* What is expected:
Please write out all the entries exactly, without the pictures.

Start of Data for the task

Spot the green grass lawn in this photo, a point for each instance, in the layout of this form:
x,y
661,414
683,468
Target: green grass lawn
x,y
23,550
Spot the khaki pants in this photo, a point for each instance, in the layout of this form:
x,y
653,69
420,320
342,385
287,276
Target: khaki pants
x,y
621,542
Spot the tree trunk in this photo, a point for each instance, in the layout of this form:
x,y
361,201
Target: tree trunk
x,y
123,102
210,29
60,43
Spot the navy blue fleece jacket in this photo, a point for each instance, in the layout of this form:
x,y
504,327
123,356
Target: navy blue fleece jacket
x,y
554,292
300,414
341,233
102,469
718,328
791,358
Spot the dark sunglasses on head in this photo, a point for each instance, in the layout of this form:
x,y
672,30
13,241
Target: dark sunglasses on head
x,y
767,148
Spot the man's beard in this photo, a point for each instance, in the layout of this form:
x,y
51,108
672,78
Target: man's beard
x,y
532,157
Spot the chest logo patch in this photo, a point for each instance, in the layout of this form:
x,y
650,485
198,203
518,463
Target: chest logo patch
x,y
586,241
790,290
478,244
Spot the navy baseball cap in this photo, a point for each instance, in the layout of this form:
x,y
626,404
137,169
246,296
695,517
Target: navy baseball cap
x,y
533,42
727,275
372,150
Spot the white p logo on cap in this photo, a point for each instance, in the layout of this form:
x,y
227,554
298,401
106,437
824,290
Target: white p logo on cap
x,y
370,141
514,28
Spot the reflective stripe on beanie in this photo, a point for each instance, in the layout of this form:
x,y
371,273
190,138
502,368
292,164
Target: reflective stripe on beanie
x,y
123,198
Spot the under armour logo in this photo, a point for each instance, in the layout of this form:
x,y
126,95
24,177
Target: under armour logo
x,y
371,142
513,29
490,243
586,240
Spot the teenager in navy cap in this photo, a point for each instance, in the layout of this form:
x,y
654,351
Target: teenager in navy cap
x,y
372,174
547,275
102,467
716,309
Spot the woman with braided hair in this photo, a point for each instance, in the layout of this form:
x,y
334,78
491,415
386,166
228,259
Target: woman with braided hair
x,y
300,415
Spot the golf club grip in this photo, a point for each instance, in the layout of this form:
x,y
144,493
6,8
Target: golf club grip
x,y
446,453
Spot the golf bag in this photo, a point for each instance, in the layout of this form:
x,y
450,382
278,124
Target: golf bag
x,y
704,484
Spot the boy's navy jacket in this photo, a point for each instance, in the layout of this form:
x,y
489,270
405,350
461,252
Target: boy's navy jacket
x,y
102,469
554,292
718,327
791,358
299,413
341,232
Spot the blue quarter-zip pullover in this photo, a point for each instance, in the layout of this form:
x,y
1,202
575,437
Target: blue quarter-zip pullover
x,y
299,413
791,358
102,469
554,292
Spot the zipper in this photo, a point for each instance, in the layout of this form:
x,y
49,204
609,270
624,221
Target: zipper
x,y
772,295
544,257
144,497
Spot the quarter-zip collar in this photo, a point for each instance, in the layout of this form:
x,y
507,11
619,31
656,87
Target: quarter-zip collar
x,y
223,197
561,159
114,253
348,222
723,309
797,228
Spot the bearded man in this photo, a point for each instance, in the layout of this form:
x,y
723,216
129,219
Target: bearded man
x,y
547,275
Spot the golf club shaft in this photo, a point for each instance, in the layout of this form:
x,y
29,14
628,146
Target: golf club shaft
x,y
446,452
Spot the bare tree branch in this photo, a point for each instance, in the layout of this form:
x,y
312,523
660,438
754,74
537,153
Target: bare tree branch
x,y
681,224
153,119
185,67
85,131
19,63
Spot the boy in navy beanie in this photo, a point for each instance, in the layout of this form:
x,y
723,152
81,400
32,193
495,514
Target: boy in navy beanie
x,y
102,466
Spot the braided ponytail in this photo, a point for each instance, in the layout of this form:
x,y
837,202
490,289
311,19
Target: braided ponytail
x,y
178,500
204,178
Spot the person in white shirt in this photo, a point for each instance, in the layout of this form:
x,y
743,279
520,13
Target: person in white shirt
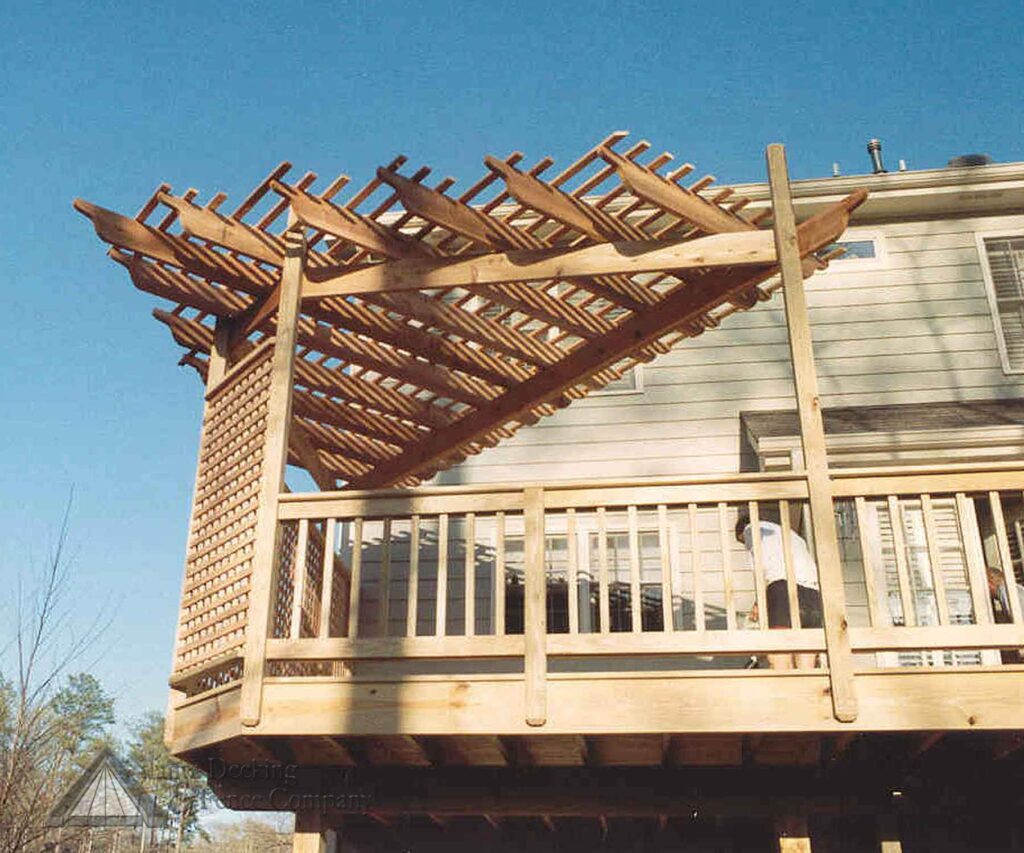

End of Data for the task

* Exercise solution:
Spot the green grass lawn in this photo, a point for each instance, in the layout of this form:
x,y
661,414
683,468
Target: green grass lawn
x,y
23,550
Spot the khaki pants in this photo, a point for each instance, in the layout of this form:
x,y
653,69
420,320
342,385
287,276
Target: khaki pants
x,y
621,542
Spot the tree trunk in this photo, a point for each instance, in the layout of this form:
x,y
361,201
Target: tree trunk
x,y
123,102
210,29
60,43
Spot the navy blue fleece jacket in this photo, a point for each instance, in the layout of this form:
x,y
504,327
123,356
Target: navy blue fleece jacket
x,y
554,292
300,414
341,233
102,469
718,328
791,358
Spot the dark sunglasses on head in this photo, a point for each instance, in the layout of this form:
x,y
672,30
13,241
Target: dark sunglasses on head
x,y
767,148
Spot the man's beard in this photo, a point for each instance, in the layout of this form:
x,y
51,108
672,78
Target: man's beard
x,y
532,157
Spot the chest logo patch in this photo, a point for each instance, in the layout of this form:
x,y
650,485
198,203
518,463
Target: chest logo patch
x,y
586,241
790,290
478,244
Spot the navy baseball cap in this photo, a point for each instance, in the layout of this form:
x,y
626,404
137,169
246,296
695,517
Target: navy baseball cap
x,y
533,42
727,275
372,150
Spot the white p logo on cap in this photo, a point for each instance, in the layout of this form:
x,y
227,554
298,401
106,437
824,290
Target: white p logo on cap
x,y
370,141
514,28
Spot the reflective stripe on beanie in this photo, a point for each instance, in the layout of this form:
x,y
371,273
190,138
502,368
292,164
Target: reflective stripe on beanie
x,y
123,198
Spot the under armour logo in this photo, a point for each instance, in the layout of this form:
x,y
126,95
24,177
Target: under armour logo
x,y
371,142
513,29
490,243
586,240
Spot the teenager in navy cap in this photo, a point for each instance, in the layout of this form:
x,y
654,351
Target: teenager in navy cap
x,y
372,174
547,275
102,467
716,309
Spot the woman with braided hair in this photo, a point for each instance, in the layout of this form:
x,y
334,78
491,415
386,166
228,259
Target: woman with braided hair
x,y
300,415
Spot the golf club grip in this photo, a point for each instance, in the layout of this form:
x,y
144,493
6,8
Target: golf club grip
x,y
446,453
Spot the golf bag in this photo, a point for each instance, in the layout of this form:
x,y
450,382
278,124
Target: golf bag
x,y
704,484
Spot the boy's navy jacket in this photo, a point for each instance, in the layout of this form:
x,y
489,270
405,350
461,252
Target: boy's navy jacket
x,y
102,469
554,292
718,327
791,358
299,413
341,232
Spot the blue quarter-zip pullover in this photo, a point for each instance, in the layout of this form:
x,y
1,202
575,437
Target: blue quarter-zip pullover
x,y
299,413
791,358
102,469
554,292
Spot the zipper in this photo, a point for each instance, in the layout of this form:
x,y
49,204
609,270
624,221
Target: zipper
x,y
772,295
544,257
144,497
Spot the quarter-zip collar in this photo, a point for each instance, in the layout of this form:
x,y
507,11
619,31
656,87
Target: quarter-zip collar
x,y
223,197
561,159
114,253
348,222
723,309
797,228
Spot the bearded man in this photo, a point for each instance, in the layout of this form:
x,y
723,216
129,219
Target: bearded man
x,y
547,275
Spot the golf club shaft in this photo, a point for each instance, in the layout of this form:
x,y
29,14
628,146
Target: golf club shaft
x,y
446,452
Spot the bare tree branch in this photo, a point for each instance, in the layout of this form:
x,y
312,523
660,438
754,74
537,153
Target: bare tree branch
x,y
681,224
153,119
185,67
85,131
19,63
Spot the boy in navy beanie in this photo, a point for each instance, in the layout of this form:
x,y
723,152
81,400
32,193
495,514
Target: boy in navy beanie
x,y
102,466
Spot the braided ponytail in this photo, a point for each instance, in the layout of this form:
x,y
837,202
490,289
311,19
Target: braided ponytail
x,y
178,500
204,178
Spot the person in white shirt in this photo, a point for each instance, in the layout of this form:
x,y
743,279
520,13
Target: person in white shirt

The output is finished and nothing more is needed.